── RECORDED DATA ──

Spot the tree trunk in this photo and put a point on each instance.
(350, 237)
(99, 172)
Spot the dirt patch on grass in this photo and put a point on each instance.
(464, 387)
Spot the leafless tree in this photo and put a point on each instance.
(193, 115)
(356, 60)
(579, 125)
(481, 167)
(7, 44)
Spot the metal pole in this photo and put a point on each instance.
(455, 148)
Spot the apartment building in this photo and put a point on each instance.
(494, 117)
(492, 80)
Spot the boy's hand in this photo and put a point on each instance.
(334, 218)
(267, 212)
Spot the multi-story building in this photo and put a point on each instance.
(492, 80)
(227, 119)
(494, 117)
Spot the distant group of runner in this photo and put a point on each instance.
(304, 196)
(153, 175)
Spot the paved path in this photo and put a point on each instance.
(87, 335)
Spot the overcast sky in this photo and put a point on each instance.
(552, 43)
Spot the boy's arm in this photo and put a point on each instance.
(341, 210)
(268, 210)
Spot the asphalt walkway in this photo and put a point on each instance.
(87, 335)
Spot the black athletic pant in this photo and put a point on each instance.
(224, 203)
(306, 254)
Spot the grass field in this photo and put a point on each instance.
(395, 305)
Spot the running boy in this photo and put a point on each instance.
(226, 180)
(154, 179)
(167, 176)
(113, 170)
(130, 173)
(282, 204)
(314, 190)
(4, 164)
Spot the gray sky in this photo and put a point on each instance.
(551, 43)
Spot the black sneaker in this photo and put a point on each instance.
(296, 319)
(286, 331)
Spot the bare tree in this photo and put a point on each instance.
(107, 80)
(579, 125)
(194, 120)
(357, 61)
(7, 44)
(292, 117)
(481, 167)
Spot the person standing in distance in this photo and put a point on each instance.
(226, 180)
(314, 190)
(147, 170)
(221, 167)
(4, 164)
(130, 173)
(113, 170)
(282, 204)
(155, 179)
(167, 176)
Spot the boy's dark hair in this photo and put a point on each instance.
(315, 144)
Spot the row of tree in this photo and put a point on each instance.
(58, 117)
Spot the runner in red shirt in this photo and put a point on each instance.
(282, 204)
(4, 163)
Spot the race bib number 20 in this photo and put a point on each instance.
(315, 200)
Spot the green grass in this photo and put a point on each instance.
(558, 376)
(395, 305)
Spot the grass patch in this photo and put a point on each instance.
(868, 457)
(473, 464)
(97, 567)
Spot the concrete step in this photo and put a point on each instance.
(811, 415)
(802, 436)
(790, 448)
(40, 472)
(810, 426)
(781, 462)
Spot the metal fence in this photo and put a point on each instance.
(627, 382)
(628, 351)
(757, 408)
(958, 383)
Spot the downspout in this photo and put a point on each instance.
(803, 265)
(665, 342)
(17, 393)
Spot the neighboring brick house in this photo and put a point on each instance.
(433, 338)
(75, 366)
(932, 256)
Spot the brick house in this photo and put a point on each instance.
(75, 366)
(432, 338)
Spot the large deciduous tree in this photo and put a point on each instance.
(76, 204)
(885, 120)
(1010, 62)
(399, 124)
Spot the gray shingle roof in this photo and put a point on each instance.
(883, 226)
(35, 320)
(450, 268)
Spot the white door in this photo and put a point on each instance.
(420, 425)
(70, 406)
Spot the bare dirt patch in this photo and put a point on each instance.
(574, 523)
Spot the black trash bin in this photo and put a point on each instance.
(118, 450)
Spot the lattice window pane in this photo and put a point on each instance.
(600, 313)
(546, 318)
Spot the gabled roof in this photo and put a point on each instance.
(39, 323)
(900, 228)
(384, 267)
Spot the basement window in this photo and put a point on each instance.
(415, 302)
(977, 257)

───

§ **TASK PROMPT**: In the records above, return only the line that contains "Spot the white" and every line after it through the last, exactly as they appear.

§ **ANSWER TO THIS TASK**:
Spot the white door in this photo and put a point on each instance.
(420, 425)
(70, 406)
Spot the bare dirt patch in this photo and put a point on each instance.
(574, 523)
Spot the black trash bin in this photo and put a point on each instance.
(118, 450)
Spot the lattice window pane in this photo and put a point on each instance.
(600, 313)
(546, 318)
Spot the gabled roof in this photo and put a point on each instance.
(39, 323)
(900, 228)
(384, 267)
Spot the basement window in this photo and put a point on each instance.
(415, 302)
(977, 257)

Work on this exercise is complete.